BEGIN SOURCE DATA
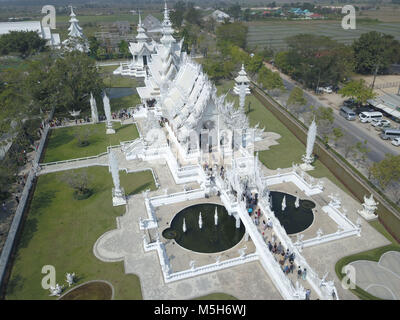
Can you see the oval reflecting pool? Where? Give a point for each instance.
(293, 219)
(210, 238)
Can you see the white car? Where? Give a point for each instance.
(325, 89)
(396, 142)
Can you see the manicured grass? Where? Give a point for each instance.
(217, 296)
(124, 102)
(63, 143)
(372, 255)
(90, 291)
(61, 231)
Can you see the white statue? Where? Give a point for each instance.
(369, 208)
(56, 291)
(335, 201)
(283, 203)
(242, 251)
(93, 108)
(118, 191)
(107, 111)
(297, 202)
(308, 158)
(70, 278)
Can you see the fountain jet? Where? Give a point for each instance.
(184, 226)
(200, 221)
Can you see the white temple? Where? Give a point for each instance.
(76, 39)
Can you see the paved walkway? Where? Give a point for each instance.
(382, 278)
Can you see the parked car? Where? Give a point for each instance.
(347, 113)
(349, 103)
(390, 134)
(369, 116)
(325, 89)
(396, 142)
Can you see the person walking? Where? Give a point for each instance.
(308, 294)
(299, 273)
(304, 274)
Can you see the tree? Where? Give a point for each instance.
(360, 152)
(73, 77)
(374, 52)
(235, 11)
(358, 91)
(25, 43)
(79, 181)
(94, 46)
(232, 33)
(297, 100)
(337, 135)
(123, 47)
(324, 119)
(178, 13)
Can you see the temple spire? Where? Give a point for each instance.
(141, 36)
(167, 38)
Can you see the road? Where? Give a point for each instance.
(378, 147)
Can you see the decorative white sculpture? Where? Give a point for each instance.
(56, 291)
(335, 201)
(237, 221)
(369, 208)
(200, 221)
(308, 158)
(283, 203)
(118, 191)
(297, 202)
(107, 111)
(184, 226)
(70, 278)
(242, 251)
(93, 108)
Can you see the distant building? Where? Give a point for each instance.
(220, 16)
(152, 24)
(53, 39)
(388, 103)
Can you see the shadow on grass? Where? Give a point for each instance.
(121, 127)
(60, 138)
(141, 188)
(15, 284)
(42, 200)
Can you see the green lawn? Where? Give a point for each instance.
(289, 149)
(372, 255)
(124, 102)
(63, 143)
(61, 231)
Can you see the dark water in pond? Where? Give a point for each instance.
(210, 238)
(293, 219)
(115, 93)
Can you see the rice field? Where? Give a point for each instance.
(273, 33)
END SOURCE DATA
[WHAT YOU HAVE TO DO] Reproduce nothing but the lines from the line containing "Can you see the green" to the last line of the data, each exactly as written.

[TASK OUTPUT]
Can you see the green lawn? Where? Give a point for each instance.
(289, 149)
(372, 255)
(124, 102)
(63, 143)
(61, 231)
Can you see the dark water in pond? Where? Give a point for each instance.
(210, 238)
(293, 219)
(115, 93)
Can you see the rice field? Where? Give a point for each instance.
(273, 33)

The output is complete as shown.